> TASK DESCRIPTION: Identify every line in the entries below that contains the word "bale", and copy each of those lines in full.

##### SUPPLIED MATERIAL #####

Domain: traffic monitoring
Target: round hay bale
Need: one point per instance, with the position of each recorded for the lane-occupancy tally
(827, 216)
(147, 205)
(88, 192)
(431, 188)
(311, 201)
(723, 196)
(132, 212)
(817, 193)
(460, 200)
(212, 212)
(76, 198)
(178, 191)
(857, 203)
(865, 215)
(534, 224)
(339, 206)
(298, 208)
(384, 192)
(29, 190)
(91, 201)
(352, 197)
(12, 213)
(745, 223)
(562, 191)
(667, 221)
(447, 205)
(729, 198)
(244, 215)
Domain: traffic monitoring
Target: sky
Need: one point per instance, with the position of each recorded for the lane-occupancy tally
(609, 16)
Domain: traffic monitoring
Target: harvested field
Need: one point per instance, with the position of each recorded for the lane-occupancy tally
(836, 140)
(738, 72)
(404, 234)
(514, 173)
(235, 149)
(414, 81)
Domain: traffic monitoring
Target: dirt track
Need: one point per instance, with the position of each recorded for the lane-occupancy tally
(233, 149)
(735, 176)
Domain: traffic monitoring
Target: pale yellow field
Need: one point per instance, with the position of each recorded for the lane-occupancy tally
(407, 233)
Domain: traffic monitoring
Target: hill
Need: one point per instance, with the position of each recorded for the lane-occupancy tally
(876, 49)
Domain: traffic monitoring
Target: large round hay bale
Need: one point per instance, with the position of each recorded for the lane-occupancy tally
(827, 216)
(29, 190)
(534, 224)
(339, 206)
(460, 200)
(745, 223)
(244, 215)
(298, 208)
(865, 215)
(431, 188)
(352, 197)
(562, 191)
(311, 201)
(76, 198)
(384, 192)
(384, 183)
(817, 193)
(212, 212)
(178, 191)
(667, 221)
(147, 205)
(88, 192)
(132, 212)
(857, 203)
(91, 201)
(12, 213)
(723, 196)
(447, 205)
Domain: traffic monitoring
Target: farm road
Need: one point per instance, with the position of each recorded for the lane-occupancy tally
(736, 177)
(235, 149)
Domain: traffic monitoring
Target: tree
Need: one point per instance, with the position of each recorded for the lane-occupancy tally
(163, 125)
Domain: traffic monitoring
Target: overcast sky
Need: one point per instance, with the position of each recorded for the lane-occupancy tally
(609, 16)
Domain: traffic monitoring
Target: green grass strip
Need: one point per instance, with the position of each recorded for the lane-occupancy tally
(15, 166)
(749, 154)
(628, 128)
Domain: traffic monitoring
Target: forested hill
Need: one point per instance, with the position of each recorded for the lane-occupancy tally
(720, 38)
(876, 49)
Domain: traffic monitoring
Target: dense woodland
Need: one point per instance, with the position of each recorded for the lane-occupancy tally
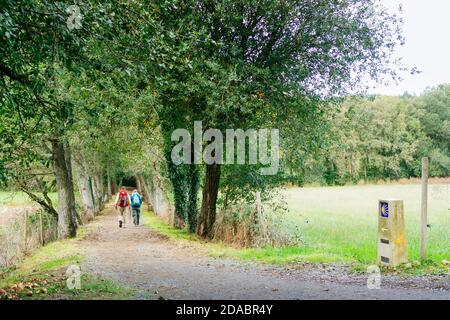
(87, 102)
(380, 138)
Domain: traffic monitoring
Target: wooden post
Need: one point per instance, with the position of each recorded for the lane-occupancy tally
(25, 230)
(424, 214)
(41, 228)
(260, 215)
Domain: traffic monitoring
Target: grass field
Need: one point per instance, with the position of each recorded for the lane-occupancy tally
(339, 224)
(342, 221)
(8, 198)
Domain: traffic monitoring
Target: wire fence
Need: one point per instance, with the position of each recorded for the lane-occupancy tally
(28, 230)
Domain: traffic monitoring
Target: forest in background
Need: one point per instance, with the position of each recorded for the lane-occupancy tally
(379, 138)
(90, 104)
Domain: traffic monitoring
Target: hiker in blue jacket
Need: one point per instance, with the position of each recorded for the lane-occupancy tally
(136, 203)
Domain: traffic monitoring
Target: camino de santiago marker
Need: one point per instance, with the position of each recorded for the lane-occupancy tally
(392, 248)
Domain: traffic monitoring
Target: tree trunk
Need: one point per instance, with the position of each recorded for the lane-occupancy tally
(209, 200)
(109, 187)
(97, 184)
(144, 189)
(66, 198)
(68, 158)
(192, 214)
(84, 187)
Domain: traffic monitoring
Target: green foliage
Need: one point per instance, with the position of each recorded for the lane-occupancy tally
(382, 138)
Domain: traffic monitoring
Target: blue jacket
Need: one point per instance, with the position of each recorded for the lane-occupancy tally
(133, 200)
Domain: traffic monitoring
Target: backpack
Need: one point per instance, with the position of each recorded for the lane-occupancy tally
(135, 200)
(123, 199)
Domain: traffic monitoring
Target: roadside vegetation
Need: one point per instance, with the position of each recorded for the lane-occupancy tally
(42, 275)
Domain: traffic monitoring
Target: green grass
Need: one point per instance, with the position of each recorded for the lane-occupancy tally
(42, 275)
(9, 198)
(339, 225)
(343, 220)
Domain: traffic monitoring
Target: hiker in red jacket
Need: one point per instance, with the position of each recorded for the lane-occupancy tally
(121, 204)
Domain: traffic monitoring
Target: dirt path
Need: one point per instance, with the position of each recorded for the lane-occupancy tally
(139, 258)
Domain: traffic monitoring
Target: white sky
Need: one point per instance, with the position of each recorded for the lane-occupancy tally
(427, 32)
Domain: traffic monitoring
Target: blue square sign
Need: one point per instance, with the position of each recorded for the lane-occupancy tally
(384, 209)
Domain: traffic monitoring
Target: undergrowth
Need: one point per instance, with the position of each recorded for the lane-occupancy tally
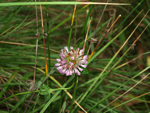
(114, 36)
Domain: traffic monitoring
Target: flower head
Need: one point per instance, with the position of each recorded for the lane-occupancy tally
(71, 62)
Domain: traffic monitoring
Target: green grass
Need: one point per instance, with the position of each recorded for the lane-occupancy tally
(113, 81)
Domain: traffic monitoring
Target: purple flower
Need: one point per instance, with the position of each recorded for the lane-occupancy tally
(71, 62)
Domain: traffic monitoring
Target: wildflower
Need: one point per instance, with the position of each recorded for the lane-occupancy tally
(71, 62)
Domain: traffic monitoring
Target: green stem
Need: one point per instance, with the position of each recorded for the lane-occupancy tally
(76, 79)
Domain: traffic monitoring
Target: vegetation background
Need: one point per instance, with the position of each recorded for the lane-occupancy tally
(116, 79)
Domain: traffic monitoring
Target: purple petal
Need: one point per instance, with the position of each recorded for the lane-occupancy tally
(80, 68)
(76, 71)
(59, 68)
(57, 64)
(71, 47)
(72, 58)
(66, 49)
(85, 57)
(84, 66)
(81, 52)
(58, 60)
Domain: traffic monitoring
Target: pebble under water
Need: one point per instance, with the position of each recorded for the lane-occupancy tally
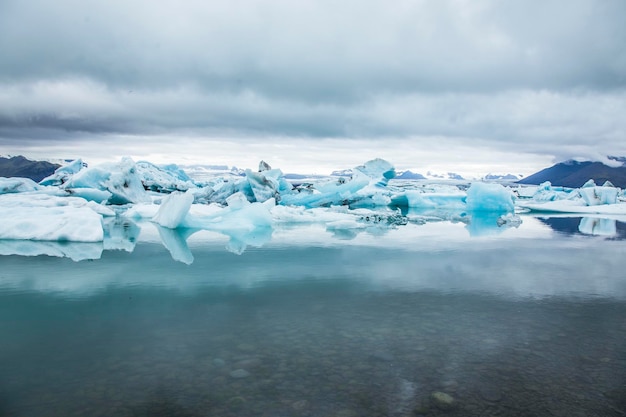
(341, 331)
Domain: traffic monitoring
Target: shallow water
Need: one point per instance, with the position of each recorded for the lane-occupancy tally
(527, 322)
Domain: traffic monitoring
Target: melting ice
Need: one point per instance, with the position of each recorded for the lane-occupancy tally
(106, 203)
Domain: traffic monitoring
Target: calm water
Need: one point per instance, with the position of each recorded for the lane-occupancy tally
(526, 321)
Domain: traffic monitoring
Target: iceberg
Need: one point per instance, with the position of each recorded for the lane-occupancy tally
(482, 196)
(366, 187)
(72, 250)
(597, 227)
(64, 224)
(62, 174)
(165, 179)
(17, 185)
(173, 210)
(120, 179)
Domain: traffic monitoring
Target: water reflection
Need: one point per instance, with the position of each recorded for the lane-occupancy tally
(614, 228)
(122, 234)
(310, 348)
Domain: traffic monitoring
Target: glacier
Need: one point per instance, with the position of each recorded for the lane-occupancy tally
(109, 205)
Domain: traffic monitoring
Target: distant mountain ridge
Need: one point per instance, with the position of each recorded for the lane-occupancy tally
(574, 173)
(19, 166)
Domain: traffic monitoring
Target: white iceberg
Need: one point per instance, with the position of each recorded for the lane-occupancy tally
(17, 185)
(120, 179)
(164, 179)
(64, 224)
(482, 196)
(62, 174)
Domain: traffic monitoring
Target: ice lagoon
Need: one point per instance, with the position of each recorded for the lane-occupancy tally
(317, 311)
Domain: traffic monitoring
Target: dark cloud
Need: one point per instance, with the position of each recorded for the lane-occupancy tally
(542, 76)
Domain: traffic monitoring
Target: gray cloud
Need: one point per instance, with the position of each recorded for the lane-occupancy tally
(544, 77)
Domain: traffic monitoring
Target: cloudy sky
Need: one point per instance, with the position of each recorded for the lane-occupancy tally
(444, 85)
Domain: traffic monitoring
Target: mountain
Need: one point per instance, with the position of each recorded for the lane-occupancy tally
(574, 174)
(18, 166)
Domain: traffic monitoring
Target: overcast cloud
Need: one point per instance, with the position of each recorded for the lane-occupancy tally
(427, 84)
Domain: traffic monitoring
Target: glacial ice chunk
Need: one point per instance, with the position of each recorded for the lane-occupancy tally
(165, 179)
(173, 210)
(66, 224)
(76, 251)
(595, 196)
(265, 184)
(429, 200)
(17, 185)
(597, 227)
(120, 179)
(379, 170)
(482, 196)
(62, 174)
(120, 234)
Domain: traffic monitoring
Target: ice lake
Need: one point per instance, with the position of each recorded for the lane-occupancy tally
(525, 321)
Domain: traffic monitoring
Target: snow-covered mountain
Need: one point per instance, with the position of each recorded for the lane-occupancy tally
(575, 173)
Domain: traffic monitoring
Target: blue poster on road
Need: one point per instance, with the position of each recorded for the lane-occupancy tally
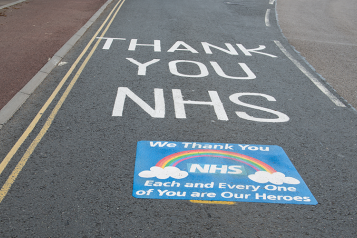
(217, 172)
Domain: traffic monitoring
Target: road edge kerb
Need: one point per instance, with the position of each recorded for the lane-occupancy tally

#####

> SOLUTION TO THE PROBLEM:
Target: round hay bale
Target: large round hay bale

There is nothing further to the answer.